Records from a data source
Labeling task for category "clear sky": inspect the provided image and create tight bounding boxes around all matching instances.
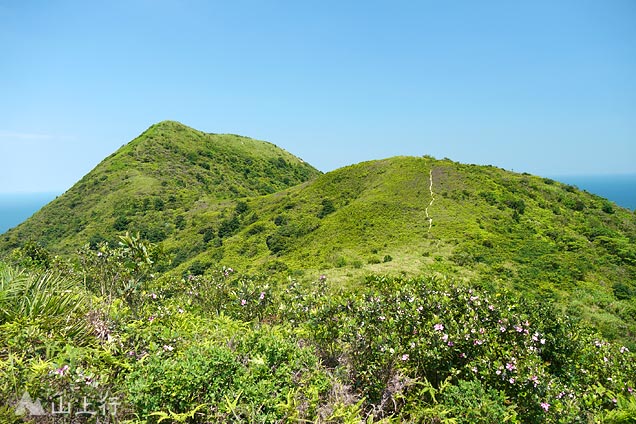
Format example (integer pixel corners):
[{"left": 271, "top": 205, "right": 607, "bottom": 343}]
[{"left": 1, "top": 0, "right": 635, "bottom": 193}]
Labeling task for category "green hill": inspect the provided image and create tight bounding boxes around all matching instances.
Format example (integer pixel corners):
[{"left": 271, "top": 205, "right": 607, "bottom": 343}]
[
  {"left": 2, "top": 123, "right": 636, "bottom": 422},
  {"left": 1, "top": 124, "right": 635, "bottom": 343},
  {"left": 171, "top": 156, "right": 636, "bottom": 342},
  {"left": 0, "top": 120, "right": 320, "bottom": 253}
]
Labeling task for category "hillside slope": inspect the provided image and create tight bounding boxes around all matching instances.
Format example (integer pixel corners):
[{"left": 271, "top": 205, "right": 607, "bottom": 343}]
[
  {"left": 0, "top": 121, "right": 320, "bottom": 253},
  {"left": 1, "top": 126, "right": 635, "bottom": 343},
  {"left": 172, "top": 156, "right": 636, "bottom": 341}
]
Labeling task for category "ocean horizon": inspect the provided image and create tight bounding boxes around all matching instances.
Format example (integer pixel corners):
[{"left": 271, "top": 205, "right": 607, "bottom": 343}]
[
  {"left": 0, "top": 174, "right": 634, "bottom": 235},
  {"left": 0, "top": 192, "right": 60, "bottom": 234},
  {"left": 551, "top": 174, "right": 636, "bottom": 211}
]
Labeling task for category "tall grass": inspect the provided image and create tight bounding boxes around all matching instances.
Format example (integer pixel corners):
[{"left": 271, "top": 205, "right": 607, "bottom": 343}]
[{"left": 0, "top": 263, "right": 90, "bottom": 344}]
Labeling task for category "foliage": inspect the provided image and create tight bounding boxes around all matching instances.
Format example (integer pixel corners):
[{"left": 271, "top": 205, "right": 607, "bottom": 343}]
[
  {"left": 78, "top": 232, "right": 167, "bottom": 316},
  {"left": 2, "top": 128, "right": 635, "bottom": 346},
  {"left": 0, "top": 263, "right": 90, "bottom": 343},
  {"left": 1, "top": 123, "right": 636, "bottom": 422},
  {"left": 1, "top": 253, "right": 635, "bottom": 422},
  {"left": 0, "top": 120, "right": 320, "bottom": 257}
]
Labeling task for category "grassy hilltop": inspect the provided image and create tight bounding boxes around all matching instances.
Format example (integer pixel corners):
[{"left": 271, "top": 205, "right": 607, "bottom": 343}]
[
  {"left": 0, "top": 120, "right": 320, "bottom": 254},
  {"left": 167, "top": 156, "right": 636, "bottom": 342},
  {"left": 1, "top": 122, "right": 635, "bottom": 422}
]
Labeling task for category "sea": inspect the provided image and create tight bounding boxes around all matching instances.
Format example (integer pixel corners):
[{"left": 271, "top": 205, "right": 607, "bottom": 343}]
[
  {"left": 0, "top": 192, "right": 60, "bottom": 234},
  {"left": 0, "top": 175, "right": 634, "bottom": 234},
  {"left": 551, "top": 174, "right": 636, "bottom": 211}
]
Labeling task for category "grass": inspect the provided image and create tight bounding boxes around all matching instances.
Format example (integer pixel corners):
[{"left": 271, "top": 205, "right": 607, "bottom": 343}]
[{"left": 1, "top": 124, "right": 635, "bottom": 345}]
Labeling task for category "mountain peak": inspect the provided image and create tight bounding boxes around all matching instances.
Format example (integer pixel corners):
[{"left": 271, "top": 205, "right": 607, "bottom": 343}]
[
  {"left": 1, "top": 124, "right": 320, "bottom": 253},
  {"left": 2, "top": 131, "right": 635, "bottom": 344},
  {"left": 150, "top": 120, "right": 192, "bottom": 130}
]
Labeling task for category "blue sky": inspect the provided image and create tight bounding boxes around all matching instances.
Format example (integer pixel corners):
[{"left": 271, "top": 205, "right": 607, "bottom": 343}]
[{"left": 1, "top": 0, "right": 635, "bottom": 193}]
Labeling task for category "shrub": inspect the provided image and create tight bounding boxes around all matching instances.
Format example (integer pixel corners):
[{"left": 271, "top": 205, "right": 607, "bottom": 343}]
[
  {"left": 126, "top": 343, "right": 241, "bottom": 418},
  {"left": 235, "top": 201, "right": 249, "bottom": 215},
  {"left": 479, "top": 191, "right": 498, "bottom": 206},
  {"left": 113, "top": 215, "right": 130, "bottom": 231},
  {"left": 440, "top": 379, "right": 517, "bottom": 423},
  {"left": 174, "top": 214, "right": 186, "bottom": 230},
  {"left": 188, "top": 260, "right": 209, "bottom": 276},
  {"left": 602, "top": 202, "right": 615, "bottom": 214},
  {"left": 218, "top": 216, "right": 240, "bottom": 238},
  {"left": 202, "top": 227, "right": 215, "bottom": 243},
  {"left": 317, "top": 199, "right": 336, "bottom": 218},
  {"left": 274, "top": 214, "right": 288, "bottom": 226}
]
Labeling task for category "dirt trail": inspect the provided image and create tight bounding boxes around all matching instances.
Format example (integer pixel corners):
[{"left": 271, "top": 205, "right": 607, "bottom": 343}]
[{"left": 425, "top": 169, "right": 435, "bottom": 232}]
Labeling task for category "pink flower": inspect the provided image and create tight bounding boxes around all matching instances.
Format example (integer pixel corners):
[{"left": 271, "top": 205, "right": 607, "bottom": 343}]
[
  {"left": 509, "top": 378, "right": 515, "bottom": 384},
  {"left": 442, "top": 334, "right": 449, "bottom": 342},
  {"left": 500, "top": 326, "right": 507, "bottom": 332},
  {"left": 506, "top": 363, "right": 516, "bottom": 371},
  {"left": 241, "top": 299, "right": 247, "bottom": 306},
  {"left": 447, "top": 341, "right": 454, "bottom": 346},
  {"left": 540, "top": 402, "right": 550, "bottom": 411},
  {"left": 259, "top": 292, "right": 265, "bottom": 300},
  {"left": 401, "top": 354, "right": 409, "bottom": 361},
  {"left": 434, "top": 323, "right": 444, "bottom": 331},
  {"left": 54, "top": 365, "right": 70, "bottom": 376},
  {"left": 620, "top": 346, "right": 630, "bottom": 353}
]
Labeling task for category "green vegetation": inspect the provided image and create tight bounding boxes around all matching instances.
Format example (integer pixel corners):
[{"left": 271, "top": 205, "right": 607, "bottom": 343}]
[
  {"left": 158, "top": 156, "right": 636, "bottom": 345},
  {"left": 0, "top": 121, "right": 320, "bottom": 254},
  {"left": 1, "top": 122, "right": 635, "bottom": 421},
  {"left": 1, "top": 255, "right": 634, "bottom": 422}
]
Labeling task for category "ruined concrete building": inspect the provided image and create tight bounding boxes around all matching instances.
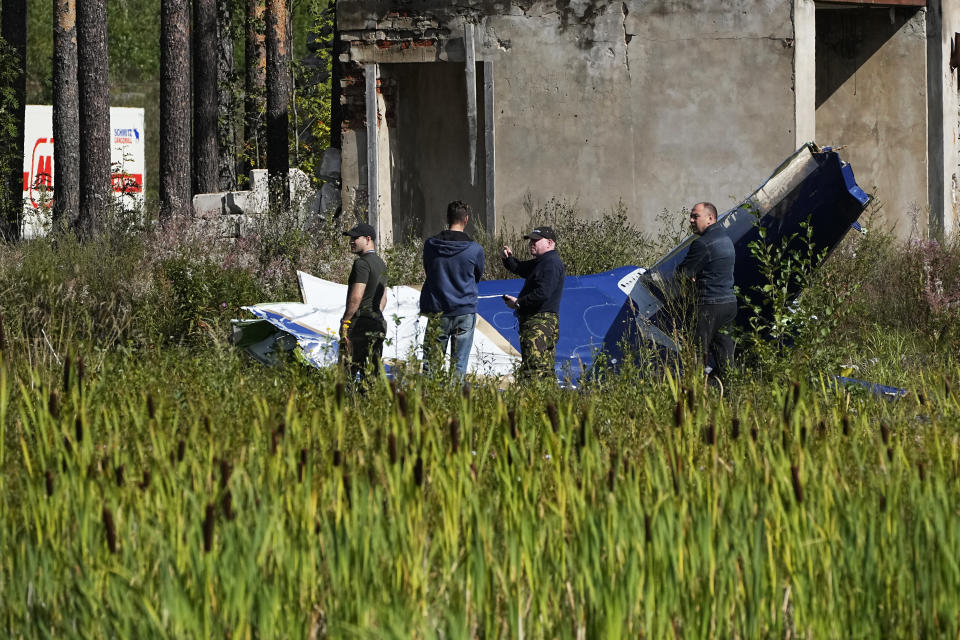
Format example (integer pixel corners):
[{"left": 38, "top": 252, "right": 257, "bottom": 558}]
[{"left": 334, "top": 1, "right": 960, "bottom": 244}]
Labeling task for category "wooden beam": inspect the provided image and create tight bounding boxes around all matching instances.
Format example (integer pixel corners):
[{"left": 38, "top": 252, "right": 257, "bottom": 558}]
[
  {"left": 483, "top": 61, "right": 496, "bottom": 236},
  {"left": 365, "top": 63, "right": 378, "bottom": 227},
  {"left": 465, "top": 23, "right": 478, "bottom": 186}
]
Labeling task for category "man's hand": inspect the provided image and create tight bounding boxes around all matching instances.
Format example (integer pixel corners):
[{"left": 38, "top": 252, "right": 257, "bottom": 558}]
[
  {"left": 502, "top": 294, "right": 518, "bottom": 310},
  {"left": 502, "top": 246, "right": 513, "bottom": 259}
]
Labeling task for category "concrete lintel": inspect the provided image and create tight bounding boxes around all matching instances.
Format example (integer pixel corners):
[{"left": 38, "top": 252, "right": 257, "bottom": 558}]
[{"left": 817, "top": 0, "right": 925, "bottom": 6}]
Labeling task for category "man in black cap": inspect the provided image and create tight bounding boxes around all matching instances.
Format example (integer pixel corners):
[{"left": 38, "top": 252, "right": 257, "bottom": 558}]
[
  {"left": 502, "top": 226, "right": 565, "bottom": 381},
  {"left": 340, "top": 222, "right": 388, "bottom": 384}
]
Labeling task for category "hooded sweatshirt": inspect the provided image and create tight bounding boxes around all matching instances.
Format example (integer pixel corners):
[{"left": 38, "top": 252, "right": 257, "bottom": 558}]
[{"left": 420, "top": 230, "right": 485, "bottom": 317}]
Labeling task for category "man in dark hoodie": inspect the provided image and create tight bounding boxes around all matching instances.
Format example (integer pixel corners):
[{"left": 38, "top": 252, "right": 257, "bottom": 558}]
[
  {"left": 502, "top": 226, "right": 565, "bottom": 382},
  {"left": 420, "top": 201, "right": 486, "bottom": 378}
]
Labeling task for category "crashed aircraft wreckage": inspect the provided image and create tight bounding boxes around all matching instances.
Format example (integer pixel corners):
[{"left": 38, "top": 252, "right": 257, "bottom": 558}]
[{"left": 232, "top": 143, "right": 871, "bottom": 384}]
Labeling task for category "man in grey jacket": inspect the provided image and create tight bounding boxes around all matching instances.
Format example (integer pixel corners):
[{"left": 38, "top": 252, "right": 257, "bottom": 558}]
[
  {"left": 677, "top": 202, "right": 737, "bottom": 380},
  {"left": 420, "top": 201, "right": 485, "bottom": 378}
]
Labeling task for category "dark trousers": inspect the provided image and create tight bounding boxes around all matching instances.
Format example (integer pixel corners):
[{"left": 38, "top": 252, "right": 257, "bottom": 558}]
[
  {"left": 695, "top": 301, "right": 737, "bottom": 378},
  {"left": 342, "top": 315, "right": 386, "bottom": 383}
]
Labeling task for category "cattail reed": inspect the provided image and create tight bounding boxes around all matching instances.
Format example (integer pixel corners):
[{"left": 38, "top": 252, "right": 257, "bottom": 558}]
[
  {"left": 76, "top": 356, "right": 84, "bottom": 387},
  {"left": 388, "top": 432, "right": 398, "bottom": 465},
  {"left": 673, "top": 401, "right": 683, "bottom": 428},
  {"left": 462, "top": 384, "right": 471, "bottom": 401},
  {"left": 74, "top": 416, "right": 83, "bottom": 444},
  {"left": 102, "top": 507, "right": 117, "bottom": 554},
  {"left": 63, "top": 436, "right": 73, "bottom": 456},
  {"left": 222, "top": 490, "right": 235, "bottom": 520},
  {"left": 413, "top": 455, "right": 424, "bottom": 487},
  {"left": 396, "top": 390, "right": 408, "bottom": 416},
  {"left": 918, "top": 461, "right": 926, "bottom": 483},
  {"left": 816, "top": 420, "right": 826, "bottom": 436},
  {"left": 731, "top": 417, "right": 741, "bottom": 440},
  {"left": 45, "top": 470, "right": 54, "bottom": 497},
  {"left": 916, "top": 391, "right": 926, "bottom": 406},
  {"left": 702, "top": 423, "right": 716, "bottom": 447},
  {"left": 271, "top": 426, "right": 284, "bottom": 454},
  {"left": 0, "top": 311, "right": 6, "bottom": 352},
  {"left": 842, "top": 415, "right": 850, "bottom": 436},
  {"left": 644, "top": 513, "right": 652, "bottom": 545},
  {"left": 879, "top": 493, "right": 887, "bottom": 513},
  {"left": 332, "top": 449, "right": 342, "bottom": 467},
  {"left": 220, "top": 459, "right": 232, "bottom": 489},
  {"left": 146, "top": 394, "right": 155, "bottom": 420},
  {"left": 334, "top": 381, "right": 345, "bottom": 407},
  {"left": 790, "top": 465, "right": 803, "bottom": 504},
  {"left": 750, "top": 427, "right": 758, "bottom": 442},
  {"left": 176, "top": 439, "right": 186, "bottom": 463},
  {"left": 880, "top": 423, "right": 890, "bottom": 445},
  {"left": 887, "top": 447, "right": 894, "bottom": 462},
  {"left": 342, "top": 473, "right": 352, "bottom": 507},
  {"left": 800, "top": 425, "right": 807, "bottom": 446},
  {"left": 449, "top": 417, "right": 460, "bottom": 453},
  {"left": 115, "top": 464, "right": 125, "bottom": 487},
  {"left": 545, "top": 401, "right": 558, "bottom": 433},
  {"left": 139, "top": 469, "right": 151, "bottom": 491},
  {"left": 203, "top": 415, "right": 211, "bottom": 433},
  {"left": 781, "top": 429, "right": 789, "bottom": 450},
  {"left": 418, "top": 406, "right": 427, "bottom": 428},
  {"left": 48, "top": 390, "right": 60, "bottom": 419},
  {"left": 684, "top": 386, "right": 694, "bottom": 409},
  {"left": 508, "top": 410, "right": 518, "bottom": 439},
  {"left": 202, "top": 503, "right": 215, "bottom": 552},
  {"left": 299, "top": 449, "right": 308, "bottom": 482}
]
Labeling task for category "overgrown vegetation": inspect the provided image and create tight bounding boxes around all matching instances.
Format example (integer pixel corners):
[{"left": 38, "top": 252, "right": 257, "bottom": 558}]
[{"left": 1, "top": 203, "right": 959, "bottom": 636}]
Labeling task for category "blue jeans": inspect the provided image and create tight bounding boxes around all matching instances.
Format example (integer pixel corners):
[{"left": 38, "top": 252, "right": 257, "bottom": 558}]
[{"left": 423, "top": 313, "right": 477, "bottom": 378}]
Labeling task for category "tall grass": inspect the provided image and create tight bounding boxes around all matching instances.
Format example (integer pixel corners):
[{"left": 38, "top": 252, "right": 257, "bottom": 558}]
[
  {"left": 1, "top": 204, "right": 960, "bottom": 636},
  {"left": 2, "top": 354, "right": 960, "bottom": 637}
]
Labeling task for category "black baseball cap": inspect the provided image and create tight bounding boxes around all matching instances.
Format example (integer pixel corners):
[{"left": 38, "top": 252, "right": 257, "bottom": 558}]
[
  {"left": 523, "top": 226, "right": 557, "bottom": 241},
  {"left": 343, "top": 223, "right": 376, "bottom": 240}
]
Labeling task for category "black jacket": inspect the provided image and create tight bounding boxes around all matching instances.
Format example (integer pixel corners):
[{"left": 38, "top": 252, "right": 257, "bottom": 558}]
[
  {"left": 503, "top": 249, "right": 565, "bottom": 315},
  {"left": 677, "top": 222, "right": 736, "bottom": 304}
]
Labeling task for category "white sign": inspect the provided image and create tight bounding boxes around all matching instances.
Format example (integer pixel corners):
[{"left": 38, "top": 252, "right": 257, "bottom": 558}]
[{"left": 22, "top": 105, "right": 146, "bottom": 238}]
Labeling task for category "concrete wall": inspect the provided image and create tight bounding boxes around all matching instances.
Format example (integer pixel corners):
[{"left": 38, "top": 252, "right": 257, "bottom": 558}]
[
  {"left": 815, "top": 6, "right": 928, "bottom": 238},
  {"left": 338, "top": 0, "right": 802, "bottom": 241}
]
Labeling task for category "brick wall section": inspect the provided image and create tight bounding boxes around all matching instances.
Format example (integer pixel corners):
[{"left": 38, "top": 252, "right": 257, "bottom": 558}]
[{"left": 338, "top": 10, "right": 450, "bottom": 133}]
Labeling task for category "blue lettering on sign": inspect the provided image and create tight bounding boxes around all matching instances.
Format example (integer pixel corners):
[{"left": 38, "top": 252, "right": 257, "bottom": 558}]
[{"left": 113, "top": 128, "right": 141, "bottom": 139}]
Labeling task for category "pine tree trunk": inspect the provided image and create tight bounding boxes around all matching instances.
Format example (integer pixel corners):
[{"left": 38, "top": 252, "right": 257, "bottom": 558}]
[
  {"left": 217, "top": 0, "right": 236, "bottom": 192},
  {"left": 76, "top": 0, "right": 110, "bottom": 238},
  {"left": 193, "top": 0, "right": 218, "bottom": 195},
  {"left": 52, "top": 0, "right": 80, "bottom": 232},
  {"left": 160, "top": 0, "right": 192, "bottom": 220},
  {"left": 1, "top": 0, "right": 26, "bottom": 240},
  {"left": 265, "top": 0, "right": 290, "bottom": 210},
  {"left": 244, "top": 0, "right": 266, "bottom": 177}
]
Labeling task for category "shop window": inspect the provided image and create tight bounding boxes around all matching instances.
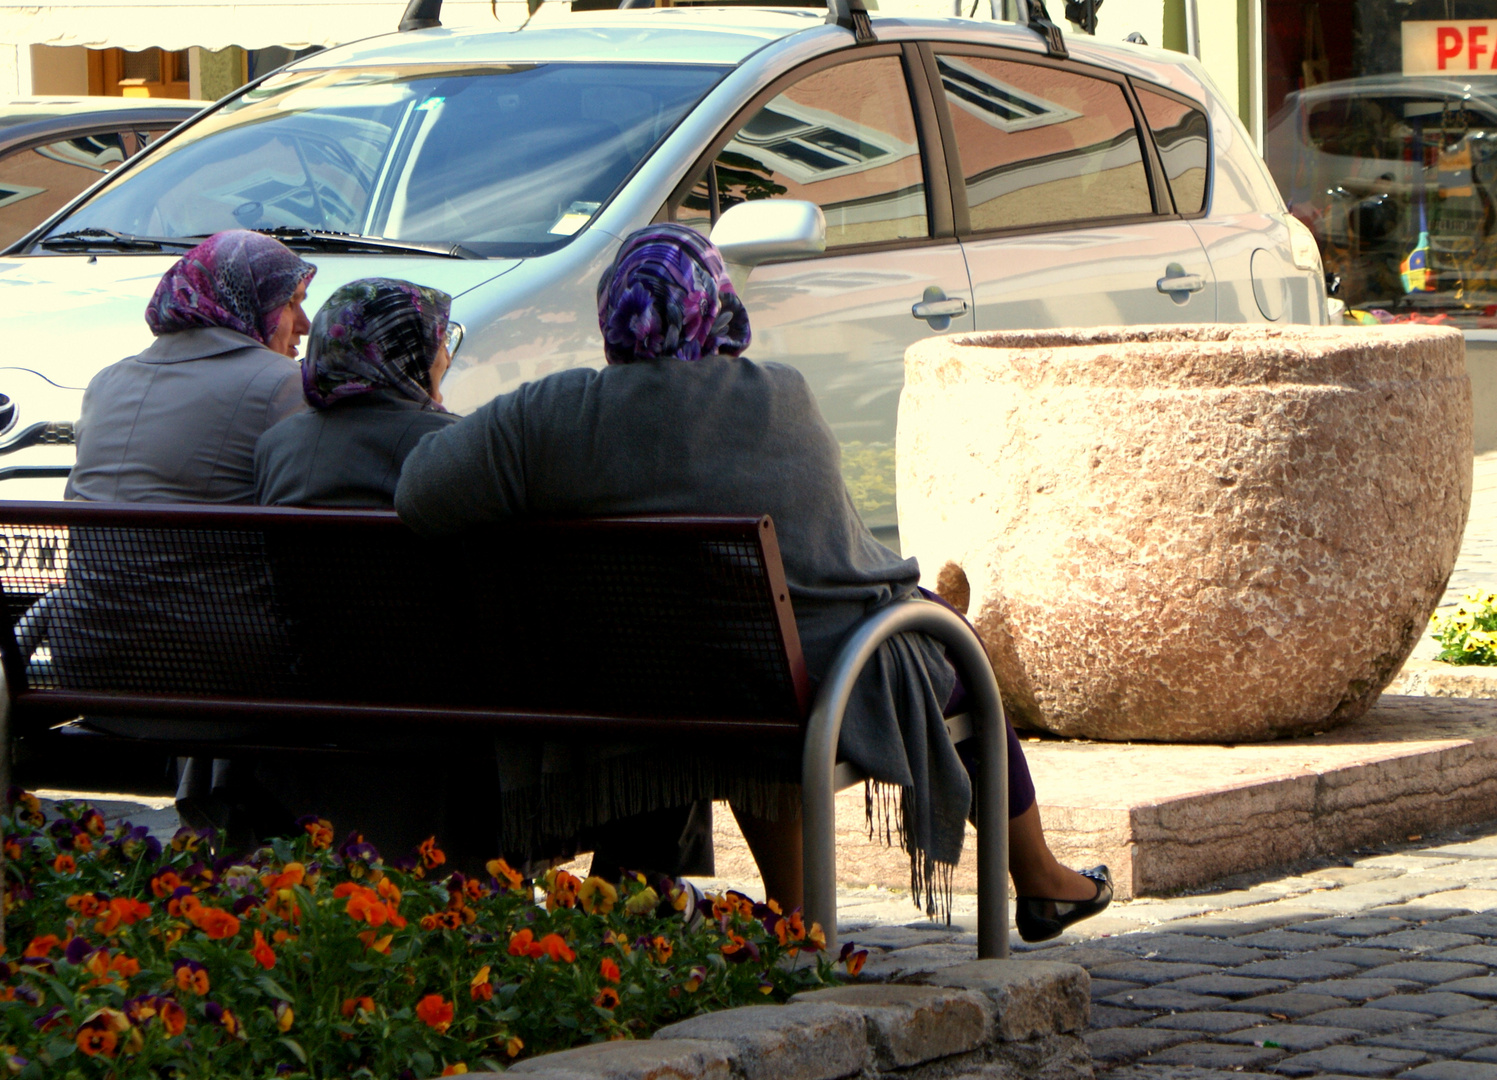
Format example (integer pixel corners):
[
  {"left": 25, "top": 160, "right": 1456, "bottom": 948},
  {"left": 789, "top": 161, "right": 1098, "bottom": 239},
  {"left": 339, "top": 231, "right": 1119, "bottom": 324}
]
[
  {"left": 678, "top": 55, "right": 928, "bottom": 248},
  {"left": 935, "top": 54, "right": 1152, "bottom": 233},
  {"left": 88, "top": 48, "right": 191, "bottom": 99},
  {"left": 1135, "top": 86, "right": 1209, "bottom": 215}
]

WHAT THE TASK ASKS
Filter the entries and copy each line with "sign".

ANSWER
Labeling task for category "white sign": inspect the provided image and create tight bounding boxes around all matching instances.
Labeling task for category "blue lettering on sign": inspect the provided image and create tight bounding boxes around all matching instances.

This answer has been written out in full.